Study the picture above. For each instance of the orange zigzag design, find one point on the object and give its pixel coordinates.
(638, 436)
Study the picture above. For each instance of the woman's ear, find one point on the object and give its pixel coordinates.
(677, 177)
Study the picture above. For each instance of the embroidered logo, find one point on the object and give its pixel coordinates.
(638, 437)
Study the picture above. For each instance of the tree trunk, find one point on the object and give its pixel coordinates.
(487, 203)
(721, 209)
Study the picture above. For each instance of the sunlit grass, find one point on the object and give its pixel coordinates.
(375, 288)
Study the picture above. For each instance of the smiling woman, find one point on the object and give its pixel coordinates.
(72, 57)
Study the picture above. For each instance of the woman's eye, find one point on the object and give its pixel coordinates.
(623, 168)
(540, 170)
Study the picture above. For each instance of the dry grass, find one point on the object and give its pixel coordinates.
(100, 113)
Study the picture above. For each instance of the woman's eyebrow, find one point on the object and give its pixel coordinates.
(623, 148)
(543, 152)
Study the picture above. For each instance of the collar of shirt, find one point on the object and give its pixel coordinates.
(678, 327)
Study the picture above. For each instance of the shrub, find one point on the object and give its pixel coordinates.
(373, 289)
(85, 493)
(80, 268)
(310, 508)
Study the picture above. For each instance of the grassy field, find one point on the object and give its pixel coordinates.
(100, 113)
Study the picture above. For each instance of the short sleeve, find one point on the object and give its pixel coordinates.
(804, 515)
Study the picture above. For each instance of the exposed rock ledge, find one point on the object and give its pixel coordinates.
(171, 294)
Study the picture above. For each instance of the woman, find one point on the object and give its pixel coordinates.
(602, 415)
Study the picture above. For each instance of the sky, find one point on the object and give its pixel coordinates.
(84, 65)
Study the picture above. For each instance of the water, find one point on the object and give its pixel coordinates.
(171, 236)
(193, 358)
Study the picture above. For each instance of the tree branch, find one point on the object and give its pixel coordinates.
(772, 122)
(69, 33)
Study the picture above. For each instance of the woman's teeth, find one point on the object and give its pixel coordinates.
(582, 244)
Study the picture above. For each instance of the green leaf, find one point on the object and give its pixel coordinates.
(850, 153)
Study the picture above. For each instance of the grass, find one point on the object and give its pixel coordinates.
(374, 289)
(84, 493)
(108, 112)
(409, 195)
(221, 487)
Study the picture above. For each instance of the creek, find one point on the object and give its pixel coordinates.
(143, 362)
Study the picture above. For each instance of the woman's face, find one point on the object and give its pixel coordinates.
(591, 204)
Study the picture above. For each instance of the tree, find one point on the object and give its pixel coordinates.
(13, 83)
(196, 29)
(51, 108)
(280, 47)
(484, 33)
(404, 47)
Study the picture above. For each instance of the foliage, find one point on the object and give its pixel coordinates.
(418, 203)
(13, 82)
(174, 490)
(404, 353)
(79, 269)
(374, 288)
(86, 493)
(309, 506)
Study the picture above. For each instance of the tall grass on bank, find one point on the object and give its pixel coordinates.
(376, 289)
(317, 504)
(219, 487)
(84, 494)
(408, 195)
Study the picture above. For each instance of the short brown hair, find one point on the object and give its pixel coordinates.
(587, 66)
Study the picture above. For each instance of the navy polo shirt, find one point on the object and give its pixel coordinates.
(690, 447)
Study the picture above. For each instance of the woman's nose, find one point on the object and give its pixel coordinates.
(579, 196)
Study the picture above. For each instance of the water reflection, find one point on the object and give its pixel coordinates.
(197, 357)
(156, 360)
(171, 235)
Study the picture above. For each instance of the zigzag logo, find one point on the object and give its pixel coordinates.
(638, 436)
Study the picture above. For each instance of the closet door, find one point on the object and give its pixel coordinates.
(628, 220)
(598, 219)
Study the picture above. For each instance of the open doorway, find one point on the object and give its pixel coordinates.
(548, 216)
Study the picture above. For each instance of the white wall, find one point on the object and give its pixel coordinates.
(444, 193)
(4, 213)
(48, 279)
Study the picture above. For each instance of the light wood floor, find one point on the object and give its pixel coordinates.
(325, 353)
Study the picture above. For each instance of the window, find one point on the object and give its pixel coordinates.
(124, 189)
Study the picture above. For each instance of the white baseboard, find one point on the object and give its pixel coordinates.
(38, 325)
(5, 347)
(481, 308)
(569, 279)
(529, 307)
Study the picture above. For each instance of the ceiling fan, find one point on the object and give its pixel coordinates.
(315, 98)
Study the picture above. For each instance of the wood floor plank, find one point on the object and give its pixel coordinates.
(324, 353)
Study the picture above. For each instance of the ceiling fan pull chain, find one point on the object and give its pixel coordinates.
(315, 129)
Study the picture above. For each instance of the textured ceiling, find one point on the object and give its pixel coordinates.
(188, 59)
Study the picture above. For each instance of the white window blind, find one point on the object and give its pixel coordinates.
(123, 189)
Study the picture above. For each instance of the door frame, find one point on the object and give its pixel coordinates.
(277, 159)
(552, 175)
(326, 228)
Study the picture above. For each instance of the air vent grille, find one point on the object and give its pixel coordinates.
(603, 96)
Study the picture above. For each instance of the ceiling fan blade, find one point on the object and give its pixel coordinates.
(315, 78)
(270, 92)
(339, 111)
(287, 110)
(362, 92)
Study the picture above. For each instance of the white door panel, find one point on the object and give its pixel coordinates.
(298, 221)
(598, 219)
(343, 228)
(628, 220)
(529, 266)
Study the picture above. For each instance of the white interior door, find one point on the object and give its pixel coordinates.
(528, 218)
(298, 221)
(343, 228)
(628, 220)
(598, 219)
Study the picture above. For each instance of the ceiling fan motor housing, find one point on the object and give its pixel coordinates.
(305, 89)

···

§ **Aim of the task**:
In the records above, find the line containing "Study the picture above. For each instance of the white door"; please retype it and every line after it through the last line, exactly and with nothing else.

§ **Output for this task**:
Study the picture above. For each instance of the white door panel, find one point on the object and give its pixel coordinates.
(298, 221)
(598, 219)
(343, 228)
(628, 220)
(529, 266)
Study the picture above. For each instance of the white interior door, find one point on the object and give its pixel coordinates.
(528, 218)
(298, 221)
(343, 228)
(628, 220)
(598, 219)
Study the picture above. For each instance of the ceiling fan motor housing, find one point on the object and give its pixel coordinates.
(305, 89)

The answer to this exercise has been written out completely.